### Source
Advertiser Disclosure

Chapter 10 Bankruptcy

In an attempt to “simplify and modernize” bankruptcy proceedings, a new Chapter 10 bankruptcy avenue was proposed under the Consumer Bankruptcy Reform Act of 2020 (CBRA).

Home > Bankruptcy > Chapter 10 Bankruptcy

The federal bankruptcy system could see a drastic overhaul if a bill proposed by two Congressional Democrats becomes law.

Rep. Jerry Nadler (D-N.Y.) and Sen. Elizabeth Warren (D-Ma.) say their Consumer Bankruptcy Reform Act of 2020 (CBRA) would “simplify and modernize” bankruptcy proceedings. It proposes replacing the old Chapter 7 and Chapter 13 filings with a new Chapter 10, which would allow two routes for individual filings.

The first option allows consumers to surrender assets to pay debts and be freed of obligations. In the second, bankruptcy could be declared on some debts when a consumer commits to remain current on other payments. The second option would produce debt-specific plans related to the individual and/or family.

Those with significant credit card debt or other burdensome obligations should keep an eye on the proposed legislation. In the interim a good option to address debt would be to consult a nonprofit credit counselor.

What Would Chapter 10 Bankruptcy Change?

The 188-page bill remains a proposal that Congress had not taken up as of March 2021. Introduced on Dec.9, 2020, it is the first major proposed reform of the bankruptcy system in 16 years. Georgetown Law Professor Adam Levitin assisted in developing the law and called it “a really good and important piece of legislation that I hope will become law.”

Among the proposed changes, the bill …

Streamlines filings. In the present structure, consumers can file in Chapter 7 (liquidation) or Chapter 13 (repayment plans). The new law would mean anyone with debt less than $7.5 million would be eligible for Chapter 10.

Makes reaching a solution faster and more user-friendly. Surrendering assets – a car, jewelry, etc. – could lead to debt being discharged without payments. The debtors receive assets, the consumer is freed from the burden. Those who lack assets can work out a payment plan only on the debt causing problems.

“Decouples” financial obligations. In the present system, a consumer filing for bankruptcy must address all debts. The proposed bill allows a limited proceeding, which means the consumer deals with the heaviest debts – perhaps it’s credit cards, perhaps an unwieldy mortgage.

Eliminates the “means test” and creates the opportunity to pay attorney fees over time. The means test takes into account income, expenses and family size when determining eligibility for Chapter 7 bankruptcy. Those who did not meet the means test were forced to Chapter 13, which lasts longer and costs more. The new one-track proposal focuses on eliminating the problematic debt. In the present Chapter 7 system, lawyers must be paid up front and in full; the new law would allow consumers to pay legal fees over time, which would ease financial burdens.

Tries to make sure families can keep their cars and homes while they deal with bankruptcy. Current law requires renters to pay all back rent to keep their apartment or rental residence. With the CBRA the back rent is treated like any other unsecured debt. Warren proposes a standard way nationwide to modify mortgage, which is not permitted in the present law. The proposal also allows filers to keep their car and pay their auto lender cash equal to the value of the car. Warren said it’s important for those who need a car to work and take care of their family to keep it.

### Records
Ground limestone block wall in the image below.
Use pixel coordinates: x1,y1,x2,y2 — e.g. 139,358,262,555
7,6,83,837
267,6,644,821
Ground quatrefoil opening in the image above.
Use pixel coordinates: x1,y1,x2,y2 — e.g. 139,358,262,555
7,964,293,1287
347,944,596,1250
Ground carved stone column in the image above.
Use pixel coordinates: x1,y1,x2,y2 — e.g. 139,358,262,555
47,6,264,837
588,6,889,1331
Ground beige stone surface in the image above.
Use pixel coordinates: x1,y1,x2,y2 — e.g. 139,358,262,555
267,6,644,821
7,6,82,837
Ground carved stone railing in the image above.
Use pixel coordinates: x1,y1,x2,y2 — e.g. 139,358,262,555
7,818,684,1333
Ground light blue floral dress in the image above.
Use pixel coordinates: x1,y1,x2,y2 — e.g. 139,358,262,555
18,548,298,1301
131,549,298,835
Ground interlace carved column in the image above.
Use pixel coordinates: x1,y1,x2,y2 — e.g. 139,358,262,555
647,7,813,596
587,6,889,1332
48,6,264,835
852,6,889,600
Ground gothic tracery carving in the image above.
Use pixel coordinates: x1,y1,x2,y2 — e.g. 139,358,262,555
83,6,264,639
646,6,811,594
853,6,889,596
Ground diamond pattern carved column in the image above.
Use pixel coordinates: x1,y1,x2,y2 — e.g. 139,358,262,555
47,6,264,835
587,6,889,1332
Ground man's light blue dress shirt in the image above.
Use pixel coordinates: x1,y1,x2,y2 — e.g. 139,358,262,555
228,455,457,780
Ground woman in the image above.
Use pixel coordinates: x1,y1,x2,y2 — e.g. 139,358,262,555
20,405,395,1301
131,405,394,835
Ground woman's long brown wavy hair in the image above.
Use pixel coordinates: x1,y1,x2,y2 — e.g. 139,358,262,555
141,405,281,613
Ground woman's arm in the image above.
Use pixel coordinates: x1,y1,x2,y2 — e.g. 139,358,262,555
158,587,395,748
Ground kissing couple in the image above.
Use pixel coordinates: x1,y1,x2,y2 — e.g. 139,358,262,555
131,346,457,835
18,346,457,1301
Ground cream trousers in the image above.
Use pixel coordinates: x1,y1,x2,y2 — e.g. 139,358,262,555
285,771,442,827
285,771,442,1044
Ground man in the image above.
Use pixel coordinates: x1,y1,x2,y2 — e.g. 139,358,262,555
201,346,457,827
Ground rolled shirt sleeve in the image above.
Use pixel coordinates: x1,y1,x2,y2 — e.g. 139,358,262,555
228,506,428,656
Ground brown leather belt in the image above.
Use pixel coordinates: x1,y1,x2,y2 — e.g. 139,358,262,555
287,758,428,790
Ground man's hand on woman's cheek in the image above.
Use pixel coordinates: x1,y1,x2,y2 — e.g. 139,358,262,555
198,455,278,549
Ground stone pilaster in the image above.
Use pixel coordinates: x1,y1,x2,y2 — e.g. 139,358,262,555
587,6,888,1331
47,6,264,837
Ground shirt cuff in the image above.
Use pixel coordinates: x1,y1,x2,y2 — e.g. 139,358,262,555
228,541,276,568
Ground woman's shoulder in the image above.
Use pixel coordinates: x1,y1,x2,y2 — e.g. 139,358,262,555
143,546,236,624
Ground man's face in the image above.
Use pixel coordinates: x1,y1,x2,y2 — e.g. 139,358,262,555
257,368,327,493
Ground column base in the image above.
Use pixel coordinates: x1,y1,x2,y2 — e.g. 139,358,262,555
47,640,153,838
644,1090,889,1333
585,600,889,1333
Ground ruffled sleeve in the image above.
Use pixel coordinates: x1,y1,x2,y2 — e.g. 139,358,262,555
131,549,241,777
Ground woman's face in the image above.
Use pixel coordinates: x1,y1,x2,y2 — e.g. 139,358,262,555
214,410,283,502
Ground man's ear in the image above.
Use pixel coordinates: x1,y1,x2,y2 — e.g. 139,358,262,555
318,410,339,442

--

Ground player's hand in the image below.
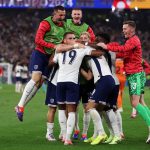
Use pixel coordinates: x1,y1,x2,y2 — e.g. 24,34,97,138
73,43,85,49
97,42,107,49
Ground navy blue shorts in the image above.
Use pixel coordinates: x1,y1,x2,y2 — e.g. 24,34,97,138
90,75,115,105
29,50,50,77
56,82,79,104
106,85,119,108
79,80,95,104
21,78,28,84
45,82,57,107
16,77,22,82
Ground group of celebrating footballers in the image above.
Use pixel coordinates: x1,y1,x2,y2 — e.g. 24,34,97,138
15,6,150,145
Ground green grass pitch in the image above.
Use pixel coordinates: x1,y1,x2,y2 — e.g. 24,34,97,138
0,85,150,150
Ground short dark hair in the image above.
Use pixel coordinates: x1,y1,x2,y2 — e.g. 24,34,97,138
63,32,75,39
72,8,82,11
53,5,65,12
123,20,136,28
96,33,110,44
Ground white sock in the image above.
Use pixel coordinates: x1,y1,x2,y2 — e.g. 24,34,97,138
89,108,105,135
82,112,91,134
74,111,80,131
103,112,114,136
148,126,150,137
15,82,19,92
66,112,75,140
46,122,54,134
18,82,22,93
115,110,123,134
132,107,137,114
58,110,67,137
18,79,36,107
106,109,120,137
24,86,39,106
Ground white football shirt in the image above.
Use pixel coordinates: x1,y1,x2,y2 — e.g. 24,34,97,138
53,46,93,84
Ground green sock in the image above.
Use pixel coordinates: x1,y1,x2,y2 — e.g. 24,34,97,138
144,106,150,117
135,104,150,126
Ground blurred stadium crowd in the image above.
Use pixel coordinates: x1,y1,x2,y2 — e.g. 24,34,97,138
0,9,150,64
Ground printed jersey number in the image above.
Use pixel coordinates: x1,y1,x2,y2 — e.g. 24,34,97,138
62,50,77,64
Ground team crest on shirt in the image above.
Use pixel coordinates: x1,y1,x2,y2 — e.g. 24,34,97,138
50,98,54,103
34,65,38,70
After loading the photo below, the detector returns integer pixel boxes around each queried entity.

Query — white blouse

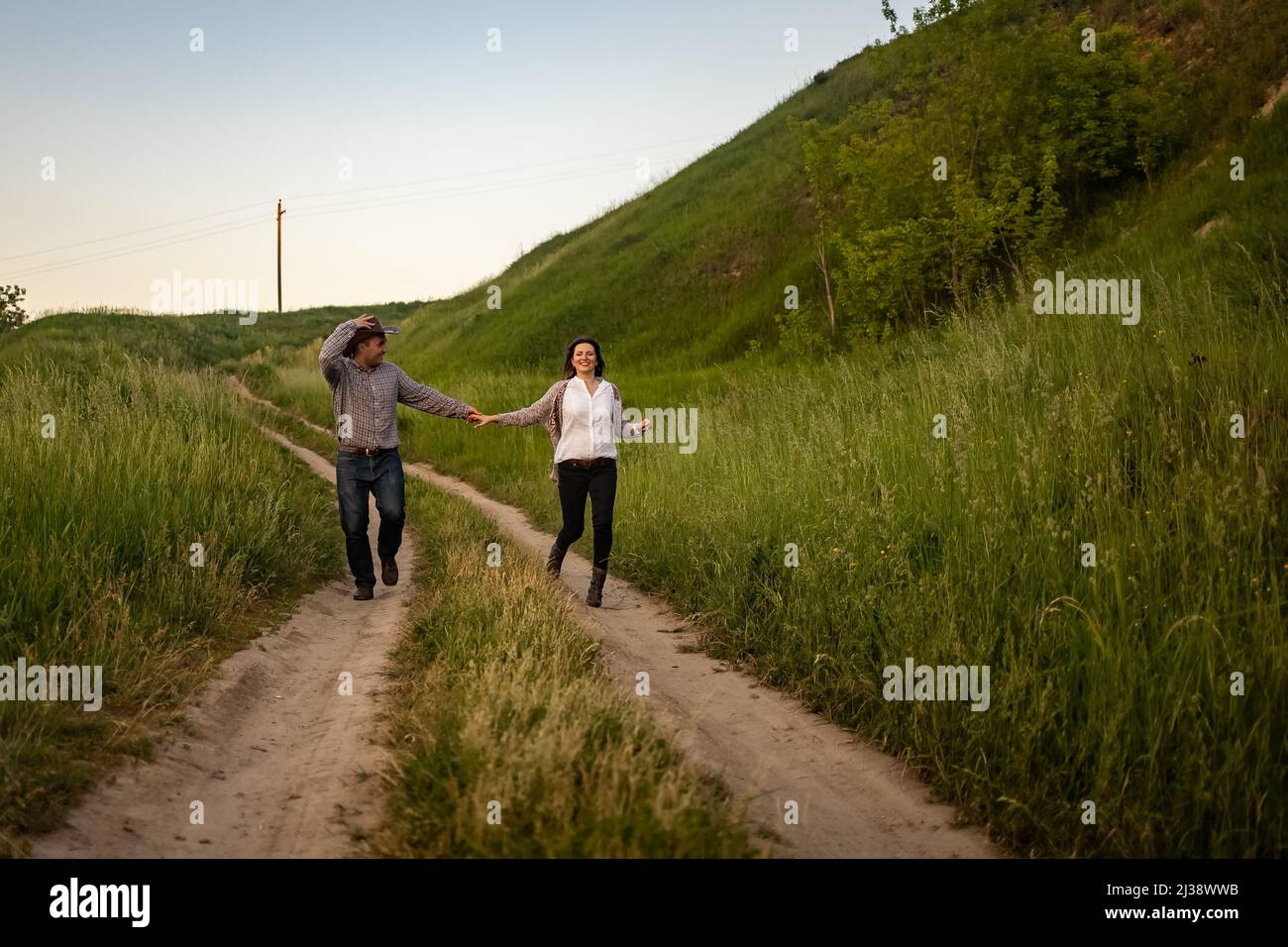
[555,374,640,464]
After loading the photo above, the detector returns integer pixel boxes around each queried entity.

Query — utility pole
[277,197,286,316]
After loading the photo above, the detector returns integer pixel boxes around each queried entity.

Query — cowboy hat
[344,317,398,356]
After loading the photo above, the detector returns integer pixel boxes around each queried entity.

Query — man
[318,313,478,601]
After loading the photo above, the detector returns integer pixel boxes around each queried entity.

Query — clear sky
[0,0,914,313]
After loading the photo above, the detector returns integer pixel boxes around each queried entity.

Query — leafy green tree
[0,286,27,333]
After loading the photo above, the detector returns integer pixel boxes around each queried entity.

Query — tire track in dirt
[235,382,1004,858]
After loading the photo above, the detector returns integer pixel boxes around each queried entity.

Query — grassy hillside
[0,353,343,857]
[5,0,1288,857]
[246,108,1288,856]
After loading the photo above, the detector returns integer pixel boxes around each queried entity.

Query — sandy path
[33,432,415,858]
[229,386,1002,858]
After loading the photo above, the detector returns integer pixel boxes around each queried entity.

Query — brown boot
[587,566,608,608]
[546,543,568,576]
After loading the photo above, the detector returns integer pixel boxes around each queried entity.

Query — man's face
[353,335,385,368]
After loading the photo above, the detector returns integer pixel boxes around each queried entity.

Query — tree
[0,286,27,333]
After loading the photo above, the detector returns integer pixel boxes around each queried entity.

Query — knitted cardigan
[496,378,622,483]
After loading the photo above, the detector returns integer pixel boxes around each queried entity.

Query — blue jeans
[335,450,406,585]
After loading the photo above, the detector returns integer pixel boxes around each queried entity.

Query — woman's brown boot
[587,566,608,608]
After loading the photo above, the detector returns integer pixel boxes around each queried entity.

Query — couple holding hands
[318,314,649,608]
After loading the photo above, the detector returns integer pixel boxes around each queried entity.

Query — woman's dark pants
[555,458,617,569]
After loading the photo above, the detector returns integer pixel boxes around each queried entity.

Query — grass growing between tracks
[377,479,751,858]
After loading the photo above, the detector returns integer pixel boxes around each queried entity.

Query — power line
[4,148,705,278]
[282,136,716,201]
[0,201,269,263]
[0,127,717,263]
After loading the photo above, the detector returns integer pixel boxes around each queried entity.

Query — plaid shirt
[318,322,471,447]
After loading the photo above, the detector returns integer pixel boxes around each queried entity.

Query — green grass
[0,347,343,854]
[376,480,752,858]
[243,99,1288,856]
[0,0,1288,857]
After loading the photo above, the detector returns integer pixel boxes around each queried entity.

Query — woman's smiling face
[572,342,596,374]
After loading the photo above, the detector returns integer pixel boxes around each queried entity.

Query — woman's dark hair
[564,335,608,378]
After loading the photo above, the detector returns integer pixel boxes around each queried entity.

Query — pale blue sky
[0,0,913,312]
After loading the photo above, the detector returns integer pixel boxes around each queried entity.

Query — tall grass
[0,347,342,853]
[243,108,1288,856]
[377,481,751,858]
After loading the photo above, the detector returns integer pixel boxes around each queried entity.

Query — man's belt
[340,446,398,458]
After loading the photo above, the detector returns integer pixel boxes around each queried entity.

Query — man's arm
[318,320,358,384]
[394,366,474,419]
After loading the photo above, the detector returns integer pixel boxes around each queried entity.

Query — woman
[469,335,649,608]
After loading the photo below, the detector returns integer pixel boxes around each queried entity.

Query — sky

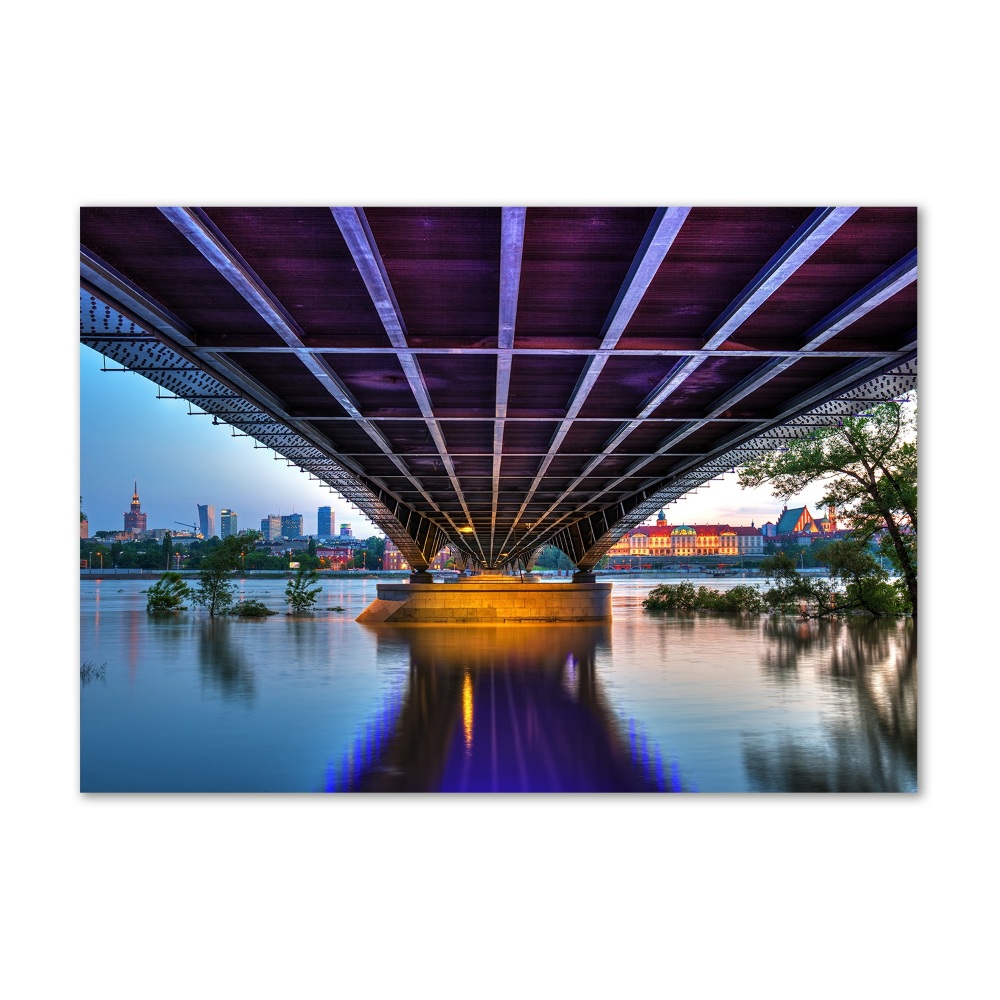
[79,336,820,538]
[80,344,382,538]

...

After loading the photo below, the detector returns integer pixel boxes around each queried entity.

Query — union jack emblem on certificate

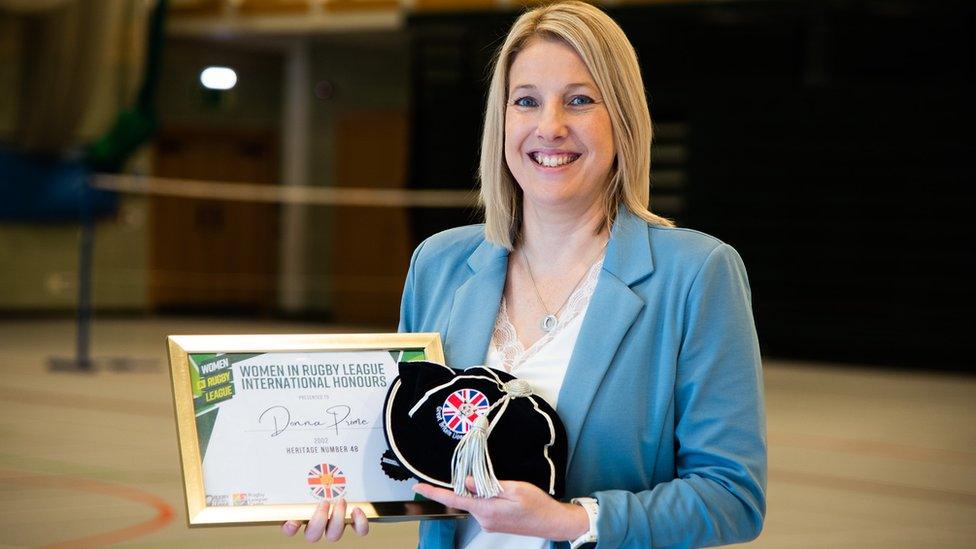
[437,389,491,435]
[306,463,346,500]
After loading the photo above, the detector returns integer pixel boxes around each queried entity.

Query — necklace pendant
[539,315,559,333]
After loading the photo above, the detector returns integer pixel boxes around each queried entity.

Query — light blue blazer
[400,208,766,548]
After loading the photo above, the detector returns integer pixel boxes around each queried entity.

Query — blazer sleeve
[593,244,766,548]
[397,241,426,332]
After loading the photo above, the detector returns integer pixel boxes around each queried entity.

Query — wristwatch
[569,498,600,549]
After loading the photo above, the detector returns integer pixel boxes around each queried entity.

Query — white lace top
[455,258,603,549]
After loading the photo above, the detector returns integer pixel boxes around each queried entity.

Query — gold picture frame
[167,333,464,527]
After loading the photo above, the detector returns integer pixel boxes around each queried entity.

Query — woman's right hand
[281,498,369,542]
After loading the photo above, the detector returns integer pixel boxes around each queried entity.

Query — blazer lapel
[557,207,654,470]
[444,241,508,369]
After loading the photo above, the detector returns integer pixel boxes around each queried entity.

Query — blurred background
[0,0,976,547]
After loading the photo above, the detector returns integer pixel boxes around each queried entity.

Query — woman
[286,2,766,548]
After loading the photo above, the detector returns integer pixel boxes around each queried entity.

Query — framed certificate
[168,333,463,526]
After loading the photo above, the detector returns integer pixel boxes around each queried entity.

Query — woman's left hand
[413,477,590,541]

### Written tasks
1. Format the records between the lines holding "Ground woman's shoulder in the image above." and "214,410,283,502", inclusive, as a Markdown table with the columns No. and Entry. Give each line its own numbered row and skip any blank lines.
2. Resume the text on the proposed Chapter 10 bankruptcy reform from its last sentence.

### Final answers
1.
| No. | Entry |
|---|---|
| 1 | Ground woman's shoulder in the image above. |
| 2 | Use pixel coordinates: x1,y1,x2,y2 — e.g. 139,358,262,555 |
| 3 | 143,546,236,624 |
| 4 | Ground man's face in the image above. |
| 5 | Use pixel coordinates: x1,y1,x2,y2 — e.g. 139,358,262,555 |
| 6 | 257,368,327,493 |
| 7 | Ground column base in the image above. |
| 8 | Use pixel coordinates: x1,y1,x2,y2 — e.g. 139,358,262,555 |
| 9 | 47,640,153,838 |
| 10 | 644,1090,889,1333 |
| 11 | 585,600,889,1333 |
| 12 | Ground ruffled sleeve in the image above. |
| 13 | Use pixel coordinates: x1,y1,x2,y2 — e.g. 139,358,262,555 |
| 14 | 131,549,241,777 |
| 15 | Ground woman's face in the image above. |
| 16 | Use pixel coordinates: x1,y1,x2,y2 — e.g. 139,358,262,555 |
| 17 | 214,410,283,502 |

2.
Makes student loan debt dischargeable. A key change in the system. The bill also allows consumers to keep enough money for a reasonable number of toys, books and recreational activities for children.

Tries to address racial and gender inequities in the system. In the present system, poor people and people of color were generally forced into Chapter 13, which is almost 2 ½ times the cost of Chapter 7, and less likely to result in the discharge of debts. A one-track system intends to eliminate the disparities, which are also present for women, who statistics show typically earn less. In addition, local government fines can be part of the proceeding, and income from alimony, child support, the child tax credit and earned income tax credit are excluded from proceedings.

About the Consumer Bankruptcy Reform Act

The original proposal for the law was one of the stanchions of Warren’s failed presidential run. Nadler joined her in proposing the bill. Its co-sponsors are Sens. Dick Durbin (D-Ill.) and Sheldon Whitehouse (D-R.I.) and House Antitrust Subcommittee Chairman David N. Cicilline (D-R.I.).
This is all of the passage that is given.